Source records
┄┄┄┄┄┄

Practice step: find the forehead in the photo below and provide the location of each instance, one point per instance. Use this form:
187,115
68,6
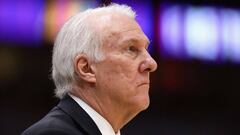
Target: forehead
123,29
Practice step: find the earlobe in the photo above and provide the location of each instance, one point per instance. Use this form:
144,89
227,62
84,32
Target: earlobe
83,68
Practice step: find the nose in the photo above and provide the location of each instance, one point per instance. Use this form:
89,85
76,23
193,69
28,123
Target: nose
148,64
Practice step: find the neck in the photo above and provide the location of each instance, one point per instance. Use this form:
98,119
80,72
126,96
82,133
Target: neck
115,115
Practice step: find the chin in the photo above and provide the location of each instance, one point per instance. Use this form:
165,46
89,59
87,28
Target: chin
143,103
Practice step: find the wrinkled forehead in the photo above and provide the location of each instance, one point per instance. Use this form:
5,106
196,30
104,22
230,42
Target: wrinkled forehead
117,26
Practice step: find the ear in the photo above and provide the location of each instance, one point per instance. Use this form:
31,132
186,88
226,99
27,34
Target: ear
84,68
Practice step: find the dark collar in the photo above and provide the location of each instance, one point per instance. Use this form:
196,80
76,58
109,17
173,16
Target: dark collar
71,107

┄┄┄┄┄┄

◆ Stated exercise ◆
Repeat the records above verbatim, with no pictures in the result.

◆ Expected output ◆
Practice step: find the forehead in the photo below and provide the location of each instance, one point per instance. Use this form:
187,115
68,6
Target: forehead
123,29
Practice step: find the earlobe in the photo above and provide the location of each instance, one point per instance. Use this form:
144,89
227,62
84,32
Target: earlobe
83,68
Practice step: find the nose in the photo above and provide the location of each instance, one point per instance. Use this form:
89,85
76,23
193,69
28,123
Target: nose
148,64
Practice step: find the neck in the photo above and provide the location of each instance, one point per instance. Use this form:
98,119
80,72
126,96
82,133
Target: neck
115,115
Practice step: find the chin in the photo above and provide the location of each instance, one point per instance. Use this form:
165,46
89,59
87,28
Target: chin
143,103
Practice step: find the wrinkled forehead in the photo above and provide the location of each instance, one point per instance. Use this form:
5,106
196,30
104,22
230,42
Target: wrinkled forehead
117,26
Practice step: find the ear in the photo above and provide the location of each instance, one point per instance. Use this form:
31,132
186,88
226,99
27,34
Target: ear
84,68
Practice step: find the dark collar in the photo above and provide the location of each instance, one point per instance. Use this form:
196,80
76,58
109,17
173,16
Target: dark collar
71,107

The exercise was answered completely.